##### Records to use #####

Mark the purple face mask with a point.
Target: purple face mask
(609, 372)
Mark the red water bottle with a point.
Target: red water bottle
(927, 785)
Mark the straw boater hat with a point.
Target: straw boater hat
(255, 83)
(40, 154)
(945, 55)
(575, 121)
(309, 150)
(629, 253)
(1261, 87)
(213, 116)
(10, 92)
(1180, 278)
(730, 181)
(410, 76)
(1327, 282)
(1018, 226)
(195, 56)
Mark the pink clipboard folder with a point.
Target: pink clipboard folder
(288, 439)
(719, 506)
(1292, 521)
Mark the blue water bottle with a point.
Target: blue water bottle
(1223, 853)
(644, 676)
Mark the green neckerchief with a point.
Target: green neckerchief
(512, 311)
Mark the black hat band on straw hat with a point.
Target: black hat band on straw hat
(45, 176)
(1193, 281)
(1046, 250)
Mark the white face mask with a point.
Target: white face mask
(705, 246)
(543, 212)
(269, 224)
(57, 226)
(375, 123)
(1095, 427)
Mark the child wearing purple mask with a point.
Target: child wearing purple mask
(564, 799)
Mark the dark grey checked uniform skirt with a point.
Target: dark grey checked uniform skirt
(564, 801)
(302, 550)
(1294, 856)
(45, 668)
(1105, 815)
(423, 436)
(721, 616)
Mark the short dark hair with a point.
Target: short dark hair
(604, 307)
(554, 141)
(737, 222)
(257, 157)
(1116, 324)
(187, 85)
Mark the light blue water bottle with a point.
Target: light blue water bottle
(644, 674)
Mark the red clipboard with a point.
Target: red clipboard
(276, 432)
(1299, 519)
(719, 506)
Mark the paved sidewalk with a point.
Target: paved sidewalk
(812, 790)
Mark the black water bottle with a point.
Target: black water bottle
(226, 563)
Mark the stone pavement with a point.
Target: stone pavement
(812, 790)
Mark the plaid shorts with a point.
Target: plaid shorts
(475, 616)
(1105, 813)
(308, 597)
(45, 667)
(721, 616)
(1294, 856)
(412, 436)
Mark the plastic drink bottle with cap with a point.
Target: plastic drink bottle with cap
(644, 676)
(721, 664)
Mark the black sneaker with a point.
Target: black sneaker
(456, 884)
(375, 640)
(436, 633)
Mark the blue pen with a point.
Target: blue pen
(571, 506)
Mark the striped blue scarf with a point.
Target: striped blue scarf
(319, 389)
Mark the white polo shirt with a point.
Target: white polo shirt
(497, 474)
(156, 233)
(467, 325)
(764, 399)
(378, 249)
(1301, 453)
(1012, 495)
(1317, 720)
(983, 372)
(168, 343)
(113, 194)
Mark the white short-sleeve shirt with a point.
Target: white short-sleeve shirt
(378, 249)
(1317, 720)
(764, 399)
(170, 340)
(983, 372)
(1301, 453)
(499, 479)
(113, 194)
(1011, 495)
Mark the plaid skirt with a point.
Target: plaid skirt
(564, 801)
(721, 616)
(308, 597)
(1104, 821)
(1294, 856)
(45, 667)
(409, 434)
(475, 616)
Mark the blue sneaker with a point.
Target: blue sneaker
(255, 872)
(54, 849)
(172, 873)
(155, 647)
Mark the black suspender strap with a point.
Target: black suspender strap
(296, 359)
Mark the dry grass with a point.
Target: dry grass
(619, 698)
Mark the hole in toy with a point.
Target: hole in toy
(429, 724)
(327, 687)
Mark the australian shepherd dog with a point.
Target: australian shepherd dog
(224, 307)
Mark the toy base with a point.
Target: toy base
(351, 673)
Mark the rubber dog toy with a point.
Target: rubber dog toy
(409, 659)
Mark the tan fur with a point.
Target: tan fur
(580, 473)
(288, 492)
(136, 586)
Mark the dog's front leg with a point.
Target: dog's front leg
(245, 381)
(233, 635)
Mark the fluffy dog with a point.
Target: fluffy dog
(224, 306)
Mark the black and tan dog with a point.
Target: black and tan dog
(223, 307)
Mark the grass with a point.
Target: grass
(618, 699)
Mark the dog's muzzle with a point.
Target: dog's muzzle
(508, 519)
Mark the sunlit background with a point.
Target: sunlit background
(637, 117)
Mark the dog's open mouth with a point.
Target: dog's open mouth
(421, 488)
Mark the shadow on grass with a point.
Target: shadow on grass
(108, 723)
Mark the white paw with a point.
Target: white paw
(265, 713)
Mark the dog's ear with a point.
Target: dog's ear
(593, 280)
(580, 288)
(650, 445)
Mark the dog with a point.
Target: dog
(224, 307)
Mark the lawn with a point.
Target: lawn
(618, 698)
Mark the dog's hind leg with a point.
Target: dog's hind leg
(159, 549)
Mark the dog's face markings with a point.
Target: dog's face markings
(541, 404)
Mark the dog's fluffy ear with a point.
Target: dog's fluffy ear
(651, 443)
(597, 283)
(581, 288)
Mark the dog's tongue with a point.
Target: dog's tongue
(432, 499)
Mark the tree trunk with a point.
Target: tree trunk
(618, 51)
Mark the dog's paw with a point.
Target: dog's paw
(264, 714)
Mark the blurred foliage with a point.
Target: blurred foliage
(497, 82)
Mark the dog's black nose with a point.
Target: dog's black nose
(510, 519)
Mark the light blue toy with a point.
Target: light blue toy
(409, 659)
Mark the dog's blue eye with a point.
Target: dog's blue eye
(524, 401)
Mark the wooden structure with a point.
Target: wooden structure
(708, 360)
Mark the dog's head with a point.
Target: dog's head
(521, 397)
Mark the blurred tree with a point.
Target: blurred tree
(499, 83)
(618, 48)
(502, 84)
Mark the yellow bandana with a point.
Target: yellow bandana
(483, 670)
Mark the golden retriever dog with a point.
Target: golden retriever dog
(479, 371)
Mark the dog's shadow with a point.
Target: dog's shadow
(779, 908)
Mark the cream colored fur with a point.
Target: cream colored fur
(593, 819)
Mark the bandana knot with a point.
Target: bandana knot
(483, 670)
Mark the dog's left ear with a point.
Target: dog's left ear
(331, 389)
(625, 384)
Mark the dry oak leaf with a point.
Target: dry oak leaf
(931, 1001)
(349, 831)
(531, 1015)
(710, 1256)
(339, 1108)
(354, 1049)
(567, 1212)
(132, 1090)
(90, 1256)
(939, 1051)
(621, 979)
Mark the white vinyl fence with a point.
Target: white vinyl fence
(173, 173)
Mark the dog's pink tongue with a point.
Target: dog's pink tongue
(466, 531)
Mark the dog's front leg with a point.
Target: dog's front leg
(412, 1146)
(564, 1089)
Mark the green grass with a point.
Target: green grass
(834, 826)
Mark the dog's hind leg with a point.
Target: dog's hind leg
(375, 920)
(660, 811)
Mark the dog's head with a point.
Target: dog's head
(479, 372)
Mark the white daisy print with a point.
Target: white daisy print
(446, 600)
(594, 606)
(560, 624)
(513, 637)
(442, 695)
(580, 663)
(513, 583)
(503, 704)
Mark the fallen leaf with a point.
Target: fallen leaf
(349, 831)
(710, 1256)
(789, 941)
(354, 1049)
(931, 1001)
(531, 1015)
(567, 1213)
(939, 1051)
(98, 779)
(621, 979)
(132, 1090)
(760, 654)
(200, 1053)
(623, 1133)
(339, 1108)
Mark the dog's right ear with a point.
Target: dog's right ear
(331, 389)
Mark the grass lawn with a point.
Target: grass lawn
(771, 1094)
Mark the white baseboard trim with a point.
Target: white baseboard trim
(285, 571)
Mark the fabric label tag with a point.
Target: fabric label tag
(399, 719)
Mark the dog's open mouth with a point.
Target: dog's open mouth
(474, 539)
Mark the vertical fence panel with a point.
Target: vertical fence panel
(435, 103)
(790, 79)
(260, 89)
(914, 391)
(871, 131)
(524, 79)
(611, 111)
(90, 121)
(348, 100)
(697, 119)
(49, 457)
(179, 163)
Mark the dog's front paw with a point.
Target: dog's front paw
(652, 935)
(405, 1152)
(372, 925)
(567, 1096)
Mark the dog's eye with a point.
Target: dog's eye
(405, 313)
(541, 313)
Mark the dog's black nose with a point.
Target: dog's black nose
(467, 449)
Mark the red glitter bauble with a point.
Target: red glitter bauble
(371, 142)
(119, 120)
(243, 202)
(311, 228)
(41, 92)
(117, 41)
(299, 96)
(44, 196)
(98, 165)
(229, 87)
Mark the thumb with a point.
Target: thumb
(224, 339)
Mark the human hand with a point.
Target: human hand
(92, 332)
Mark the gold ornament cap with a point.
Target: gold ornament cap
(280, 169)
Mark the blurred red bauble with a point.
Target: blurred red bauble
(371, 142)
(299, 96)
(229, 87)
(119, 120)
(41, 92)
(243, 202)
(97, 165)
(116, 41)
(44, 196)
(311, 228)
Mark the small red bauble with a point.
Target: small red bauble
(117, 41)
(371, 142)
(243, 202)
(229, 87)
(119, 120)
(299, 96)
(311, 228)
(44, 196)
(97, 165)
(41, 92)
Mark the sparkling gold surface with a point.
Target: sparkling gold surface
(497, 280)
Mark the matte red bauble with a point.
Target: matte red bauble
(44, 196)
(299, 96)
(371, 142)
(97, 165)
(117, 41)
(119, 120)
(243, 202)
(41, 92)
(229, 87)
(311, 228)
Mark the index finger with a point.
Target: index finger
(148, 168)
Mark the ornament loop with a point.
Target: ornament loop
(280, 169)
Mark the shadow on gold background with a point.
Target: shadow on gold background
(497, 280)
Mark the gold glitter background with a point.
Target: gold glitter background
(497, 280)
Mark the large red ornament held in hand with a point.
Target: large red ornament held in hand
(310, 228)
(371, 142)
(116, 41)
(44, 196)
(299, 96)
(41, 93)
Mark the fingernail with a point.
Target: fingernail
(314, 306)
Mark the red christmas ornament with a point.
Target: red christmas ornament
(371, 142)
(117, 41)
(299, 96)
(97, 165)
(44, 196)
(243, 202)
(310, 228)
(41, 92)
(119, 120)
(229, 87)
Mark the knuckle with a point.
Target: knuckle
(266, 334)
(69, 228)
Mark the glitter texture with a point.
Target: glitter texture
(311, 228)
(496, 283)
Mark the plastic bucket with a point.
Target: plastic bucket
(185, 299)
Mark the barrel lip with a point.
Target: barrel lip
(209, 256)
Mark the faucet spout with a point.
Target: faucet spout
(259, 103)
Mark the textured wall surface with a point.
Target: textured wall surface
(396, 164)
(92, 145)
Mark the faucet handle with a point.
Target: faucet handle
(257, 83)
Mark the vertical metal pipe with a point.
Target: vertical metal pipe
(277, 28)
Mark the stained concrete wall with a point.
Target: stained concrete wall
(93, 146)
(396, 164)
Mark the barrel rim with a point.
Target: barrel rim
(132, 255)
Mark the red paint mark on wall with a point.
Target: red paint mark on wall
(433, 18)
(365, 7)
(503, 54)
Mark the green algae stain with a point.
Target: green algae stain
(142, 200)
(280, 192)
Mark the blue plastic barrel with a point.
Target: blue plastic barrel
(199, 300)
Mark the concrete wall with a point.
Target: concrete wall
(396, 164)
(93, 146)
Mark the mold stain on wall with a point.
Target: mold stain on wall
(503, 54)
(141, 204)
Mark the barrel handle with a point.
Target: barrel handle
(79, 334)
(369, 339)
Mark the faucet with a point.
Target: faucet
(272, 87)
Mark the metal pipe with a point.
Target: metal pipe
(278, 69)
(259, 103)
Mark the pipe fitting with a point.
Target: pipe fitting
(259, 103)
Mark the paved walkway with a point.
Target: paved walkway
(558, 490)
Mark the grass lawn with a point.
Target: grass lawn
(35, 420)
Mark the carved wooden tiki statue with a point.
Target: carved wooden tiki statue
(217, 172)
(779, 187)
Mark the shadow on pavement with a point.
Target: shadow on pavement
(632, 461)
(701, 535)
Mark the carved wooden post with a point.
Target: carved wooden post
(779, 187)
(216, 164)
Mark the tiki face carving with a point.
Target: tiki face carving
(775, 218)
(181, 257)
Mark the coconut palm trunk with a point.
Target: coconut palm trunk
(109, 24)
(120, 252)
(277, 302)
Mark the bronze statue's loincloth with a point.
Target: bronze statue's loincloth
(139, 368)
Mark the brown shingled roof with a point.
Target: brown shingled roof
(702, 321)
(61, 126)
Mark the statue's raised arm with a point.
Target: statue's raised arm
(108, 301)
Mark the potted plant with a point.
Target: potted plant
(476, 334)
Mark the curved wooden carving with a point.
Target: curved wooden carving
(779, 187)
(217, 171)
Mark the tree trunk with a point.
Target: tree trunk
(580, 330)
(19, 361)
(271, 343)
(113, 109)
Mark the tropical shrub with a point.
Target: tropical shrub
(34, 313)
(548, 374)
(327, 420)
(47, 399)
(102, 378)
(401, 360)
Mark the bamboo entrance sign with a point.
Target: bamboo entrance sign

#####

◆ **Exercise description**:
The required output is every line above from the one with "Mark the dark" down to the one with "Mark the red clipboard with a point.", restated word for word, ends included.

◆ **Task result**:
Mark the dark grey checked uniform skirt with a point.
Target: dark grey checked uniform skirt
(564, 801)
(302, 550)
(1294, 856)
(45, 668)
(1105, 815)
(423, 436)
(721, 616)
Mark the short dark hair with a point.
Target: short dark hair
(604, 307)
(554, 141)
(737, 222)
(257, 157)
(1116, 324)
(187, 85)
Mark the light blue water bottle with a point.
Target: light blue water bottle
(644, 674)
Mark the red clipboard with a point.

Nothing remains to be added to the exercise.